Verilen Görev a
Kayıtlarda "sneaker" sözcüğünü içeren satırların sayısını belirleyin; büyük ve küçük harf ayrımı dikkate alınmalıdır. Yanıt olarak yalnızca sayıyı yazın.

Verilen Metin
:::::
Bu maddede düzenlenen
tüm idari para cezaları hiçbir şekilde ilgili cezayı ödeyen
tüzel kişi tarafından hazırlanacak tarifelerde maliyet unsuru
olarak yer almaz.
Para cezası, bu
Kanuna aykırı hareket eden tarafların her birine ayrı
ayrı uygulanır. Bu Kanun gereğince para cezasını
gerektiren fiillerin Türk Ceza Kanunu veya ceza hükmünü içeren diğer
kanunlarda suç sayılması, söz konusu para cezalarının
verilmesine engel olmayacağı gibi, lisans iptaline de mani
değildir.
Bu Kanundaki
cezaları gerektiren fiillerin birden fazla olması halinde ve
aralarında irtibat olması durumunda en yüksek cezayı
gerektirecek fiilin cezası; irtibat bulunmaması halinde ise her
birinin cezası ayrı ayrı uygulanır.
:::::
Verilen Görev b
Para cezalarına ilişkin metinde "Bu maddede düzenlenen" ile başlayıp "olarak yer almaz." ile biten bölümü, "tüzel kişi" ifadesini "şirket" olarak yeniden adlandırıp yazın.

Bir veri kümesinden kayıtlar
:::::
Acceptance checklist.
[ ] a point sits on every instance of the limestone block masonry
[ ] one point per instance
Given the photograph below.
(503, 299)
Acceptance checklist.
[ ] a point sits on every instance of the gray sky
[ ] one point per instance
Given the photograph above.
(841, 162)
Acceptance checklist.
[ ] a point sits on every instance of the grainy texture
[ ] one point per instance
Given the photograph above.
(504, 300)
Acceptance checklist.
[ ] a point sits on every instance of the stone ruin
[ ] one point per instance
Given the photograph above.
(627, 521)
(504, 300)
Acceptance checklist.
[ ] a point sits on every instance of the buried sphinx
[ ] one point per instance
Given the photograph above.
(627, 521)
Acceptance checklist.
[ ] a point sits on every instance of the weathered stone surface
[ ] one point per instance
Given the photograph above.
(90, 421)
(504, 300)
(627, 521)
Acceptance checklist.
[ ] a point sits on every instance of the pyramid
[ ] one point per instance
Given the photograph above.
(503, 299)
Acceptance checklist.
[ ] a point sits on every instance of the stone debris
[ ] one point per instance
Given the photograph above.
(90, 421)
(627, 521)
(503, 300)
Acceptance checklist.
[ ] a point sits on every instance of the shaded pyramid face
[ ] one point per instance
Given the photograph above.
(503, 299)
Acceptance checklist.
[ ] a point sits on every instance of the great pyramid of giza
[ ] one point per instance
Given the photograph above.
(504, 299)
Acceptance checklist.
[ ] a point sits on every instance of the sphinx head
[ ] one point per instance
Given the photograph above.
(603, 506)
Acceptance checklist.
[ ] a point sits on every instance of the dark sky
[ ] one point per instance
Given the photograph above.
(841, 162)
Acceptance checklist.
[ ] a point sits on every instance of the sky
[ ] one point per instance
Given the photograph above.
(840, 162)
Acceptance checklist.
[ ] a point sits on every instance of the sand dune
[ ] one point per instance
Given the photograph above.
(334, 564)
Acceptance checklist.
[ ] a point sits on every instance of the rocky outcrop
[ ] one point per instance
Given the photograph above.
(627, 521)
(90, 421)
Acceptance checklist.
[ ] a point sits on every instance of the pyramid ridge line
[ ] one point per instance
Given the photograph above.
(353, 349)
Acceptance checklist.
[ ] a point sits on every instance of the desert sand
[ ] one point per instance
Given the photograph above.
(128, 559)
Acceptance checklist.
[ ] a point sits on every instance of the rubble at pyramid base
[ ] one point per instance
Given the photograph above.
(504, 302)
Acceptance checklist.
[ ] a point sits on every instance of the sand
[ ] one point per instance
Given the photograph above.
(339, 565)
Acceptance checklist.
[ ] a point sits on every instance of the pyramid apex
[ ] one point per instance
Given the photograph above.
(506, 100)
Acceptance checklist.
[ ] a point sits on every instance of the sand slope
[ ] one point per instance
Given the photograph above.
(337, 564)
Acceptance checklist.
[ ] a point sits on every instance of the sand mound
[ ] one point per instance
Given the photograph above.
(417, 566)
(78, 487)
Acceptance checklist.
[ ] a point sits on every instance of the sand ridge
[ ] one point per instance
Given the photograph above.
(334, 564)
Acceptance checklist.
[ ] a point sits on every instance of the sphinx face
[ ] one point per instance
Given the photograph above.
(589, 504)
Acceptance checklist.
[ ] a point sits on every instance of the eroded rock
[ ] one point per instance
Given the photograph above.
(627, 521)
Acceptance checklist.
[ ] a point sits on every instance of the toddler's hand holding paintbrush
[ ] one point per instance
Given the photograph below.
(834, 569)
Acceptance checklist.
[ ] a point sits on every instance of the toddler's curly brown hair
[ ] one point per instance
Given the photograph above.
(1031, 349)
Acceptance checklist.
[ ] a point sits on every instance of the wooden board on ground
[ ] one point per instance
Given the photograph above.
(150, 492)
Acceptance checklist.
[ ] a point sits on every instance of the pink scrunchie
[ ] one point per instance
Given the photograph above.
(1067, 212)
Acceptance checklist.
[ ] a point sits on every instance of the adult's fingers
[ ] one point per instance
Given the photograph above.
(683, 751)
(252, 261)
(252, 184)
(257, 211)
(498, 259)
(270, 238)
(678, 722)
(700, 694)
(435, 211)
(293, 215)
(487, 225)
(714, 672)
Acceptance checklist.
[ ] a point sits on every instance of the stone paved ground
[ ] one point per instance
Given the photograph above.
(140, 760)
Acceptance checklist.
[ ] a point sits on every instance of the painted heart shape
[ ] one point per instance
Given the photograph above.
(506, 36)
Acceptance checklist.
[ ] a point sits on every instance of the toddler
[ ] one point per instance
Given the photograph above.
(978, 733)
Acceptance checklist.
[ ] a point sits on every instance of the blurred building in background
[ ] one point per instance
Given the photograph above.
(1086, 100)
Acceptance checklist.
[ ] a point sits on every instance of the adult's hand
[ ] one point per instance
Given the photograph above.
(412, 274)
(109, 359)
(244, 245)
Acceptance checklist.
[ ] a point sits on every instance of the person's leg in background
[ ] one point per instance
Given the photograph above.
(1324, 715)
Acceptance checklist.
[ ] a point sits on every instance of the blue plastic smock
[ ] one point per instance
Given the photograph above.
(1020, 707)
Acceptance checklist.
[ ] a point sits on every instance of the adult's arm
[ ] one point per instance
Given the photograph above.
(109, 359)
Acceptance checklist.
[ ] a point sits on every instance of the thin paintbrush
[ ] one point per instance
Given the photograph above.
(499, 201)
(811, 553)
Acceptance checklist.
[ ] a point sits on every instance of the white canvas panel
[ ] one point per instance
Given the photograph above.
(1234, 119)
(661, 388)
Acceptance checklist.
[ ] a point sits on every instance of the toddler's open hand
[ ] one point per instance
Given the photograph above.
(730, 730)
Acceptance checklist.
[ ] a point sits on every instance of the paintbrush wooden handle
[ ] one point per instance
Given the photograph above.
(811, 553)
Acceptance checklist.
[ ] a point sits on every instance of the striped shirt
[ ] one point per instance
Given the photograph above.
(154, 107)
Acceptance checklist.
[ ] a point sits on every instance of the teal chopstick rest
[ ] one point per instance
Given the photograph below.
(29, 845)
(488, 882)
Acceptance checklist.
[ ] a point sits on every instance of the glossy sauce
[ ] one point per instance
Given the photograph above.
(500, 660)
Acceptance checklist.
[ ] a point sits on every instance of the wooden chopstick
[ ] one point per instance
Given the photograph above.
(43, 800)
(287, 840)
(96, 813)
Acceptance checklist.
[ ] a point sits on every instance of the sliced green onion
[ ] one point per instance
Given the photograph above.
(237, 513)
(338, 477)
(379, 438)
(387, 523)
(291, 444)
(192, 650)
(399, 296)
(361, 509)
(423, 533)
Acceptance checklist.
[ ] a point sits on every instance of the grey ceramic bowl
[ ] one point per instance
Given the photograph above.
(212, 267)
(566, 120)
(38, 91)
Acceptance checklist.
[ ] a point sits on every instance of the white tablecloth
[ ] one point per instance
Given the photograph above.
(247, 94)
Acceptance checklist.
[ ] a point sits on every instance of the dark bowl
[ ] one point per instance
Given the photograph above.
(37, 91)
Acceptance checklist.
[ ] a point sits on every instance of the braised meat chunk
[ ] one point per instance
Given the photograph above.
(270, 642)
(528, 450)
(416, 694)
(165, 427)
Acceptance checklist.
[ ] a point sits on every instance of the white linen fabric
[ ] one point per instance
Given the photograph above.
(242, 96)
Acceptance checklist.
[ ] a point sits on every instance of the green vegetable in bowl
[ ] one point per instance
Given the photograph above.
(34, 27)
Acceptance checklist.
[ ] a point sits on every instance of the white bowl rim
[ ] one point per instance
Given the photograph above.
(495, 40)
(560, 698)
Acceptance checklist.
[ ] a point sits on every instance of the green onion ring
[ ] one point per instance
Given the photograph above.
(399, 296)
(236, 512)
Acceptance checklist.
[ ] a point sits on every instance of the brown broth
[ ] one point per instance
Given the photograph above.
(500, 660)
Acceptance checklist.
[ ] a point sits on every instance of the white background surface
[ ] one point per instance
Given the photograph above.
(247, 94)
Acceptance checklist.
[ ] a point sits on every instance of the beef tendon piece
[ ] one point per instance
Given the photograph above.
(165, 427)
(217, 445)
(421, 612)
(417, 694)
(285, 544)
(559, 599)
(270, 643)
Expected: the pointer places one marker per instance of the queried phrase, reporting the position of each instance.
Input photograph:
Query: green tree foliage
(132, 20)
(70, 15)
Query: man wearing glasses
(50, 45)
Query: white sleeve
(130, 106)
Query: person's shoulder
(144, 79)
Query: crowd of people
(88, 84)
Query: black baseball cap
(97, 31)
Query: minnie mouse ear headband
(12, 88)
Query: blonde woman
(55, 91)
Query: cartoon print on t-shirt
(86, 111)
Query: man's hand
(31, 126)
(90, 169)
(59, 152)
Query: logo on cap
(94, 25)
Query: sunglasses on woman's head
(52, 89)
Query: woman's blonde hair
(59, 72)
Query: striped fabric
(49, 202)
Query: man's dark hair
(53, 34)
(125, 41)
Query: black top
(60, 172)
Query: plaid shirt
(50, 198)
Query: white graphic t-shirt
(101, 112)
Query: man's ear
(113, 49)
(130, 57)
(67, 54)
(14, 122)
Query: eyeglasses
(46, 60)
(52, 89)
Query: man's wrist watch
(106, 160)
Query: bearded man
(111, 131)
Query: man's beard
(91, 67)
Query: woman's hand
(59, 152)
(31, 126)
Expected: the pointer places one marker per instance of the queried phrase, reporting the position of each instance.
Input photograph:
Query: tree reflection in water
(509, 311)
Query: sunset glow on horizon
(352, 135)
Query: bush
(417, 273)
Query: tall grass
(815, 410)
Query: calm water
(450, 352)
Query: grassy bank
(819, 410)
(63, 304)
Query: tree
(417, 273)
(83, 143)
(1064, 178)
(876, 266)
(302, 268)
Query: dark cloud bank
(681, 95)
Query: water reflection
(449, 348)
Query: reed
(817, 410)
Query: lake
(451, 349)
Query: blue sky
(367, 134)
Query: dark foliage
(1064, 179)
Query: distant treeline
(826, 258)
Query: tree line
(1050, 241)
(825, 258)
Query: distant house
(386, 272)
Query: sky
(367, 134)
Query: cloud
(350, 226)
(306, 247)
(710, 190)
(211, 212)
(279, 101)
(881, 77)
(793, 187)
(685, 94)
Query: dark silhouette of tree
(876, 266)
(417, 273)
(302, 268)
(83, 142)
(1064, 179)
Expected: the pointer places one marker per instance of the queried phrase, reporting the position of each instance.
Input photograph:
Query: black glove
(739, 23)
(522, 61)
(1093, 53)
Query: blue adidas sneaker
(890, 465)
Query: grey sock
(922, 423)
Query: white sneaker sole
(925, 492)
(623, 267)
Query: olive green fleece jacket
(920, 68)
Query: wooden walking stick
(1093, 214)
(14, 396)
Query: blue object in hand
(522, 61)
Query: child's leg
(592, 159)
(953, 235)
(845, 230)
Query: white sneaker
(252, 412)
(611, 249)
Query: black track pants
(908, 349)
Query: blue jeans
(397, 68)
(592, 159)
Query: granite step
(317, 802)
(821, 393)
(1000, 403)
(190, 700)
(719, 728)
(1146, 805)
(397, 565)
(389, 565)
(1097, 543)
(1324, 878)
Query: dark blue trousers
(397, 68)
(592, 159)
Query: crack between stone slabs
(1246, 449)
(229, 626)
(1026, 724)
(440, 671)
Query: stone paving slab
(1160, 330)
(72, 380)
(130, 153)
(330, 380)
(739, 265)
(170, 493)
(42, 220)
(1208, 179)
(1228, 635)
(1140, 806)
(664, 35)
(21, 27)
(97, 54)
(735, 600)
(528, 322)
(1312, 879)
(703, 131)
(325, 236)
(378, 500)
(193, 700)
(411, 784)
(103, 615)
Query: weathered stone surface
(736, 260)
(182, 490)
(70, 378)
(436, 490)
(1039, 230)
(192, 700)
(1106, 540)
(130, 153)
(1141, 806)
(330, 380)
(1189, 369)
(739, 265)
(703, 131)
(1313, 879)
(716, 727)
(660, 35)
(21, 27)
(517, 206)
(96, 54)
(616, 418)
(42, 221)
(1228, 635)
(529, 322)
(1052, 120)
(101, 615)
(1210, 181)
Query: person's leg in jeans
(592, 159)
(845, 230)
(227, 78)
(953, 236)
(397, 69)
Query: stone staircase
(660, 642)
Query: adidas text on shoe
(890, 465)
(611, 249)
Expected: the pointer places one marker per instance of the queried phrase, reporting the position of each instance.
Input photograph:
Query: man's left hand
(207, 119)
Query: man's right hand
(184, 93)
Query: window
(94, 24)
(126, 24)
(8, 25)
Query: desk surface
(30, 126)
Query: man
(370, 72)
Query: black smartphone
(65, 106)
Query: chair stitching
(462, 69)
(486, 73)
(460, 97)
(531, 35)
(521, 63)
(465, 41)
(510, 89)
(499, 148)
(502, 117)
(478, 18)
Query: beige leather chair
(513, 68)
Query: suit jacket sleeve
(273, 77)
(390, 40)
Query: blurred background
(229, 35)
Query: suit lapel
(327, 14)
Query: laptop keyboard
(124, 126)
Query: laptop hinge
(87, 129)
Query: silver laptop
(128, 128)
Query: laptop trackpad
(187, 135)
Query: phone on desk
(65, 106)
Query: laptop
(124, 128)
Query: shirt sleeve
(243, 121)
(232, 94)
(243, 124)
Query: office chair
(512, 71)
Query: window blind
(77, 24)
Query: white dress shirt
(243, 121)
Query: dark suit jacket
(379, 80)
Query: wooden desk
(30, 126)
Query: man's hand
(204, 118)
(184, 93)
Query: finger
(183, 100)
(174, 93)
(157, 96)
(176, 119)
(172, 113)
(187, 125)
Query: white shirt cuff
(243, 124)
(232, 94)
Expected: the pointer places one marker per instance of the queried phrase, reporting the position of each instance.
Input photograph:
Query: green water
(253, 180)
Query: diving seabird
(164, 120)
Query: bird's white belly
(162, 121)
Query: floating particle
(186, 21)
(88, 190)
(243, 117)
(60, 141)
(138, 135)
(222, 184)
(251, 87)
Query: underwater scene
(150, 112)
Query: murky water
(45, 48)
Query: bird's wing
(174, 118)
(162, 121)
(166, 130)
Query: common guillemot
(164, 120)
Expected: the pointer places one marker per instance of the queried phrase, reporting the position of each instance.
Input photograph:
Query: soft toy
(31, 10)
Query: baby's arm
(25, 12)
:::::
Doğru Yanıt a
3

Doğru Yanıt b
Bu maddede düzenlenen
tüm idari para cezaları hiçbir şekilde ilgili cezayı ödeyen
şirket tarafından hazırlanacak tarifelerde maliyet unsuru
olarak yer almaz.